▶ Directions: Extract every line in the data below that contains the string "rose", copying each one unchanged.

▶ Stored rows:
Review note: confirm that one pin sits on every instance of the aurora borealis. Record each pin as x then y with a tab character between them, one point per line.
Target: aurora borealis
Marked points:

...

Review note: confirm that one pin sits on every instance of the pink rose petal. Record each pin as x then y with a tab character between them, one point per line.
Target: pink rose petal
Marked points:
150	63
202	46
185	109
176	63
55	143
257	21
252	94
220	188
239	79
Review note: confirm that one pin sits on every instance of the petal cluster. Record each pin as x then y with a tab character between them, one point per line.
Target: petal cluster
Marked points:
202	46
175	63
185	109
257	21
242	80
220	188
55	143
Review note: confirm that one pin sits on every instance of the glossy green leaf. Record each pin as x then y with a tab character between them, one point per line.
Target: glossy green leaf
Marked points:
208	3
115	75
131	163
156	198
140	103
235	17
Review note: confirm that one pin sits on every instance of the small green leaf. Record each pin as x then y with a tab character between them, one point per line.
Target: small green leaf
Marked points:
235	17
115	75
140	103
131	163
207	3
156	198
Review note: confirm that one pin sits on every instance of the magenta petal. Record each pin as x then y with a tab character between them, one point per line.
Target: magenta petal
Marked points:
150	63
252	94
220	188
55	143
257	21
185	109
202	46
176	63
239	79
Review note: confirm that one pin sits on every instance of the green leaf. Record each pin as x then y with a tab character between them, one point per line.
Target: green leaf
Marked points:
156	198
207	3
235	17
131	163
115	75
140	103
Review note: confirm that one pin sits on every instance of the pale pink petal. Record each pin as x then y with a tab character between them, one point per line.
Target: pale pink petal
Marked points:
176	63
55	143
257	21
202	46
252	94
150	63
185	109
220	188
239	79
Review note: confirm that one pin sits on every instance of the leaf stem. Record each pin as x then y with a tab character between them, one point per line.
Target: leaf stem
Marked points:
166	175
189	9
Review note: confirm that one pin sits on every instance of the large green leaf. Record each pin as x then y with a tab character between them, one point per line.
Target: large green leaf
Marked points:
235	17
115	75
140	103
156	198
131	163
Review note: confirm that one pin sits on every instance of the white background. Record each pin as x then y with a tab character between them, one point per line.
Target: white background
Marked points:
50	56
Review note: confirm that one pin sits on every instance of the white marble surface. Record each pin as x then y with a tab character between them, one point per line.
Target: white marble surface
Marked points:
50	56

--

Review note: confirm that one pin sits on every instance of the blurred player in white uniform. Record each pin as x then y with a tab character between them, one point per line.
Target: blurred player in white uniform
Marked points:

▶ Task answer:
Review note: confirm that one pin sits on every instance of the pink rose petal. Record each pin as x then y with a tab character between them, one point per line.
Target: pink rose petal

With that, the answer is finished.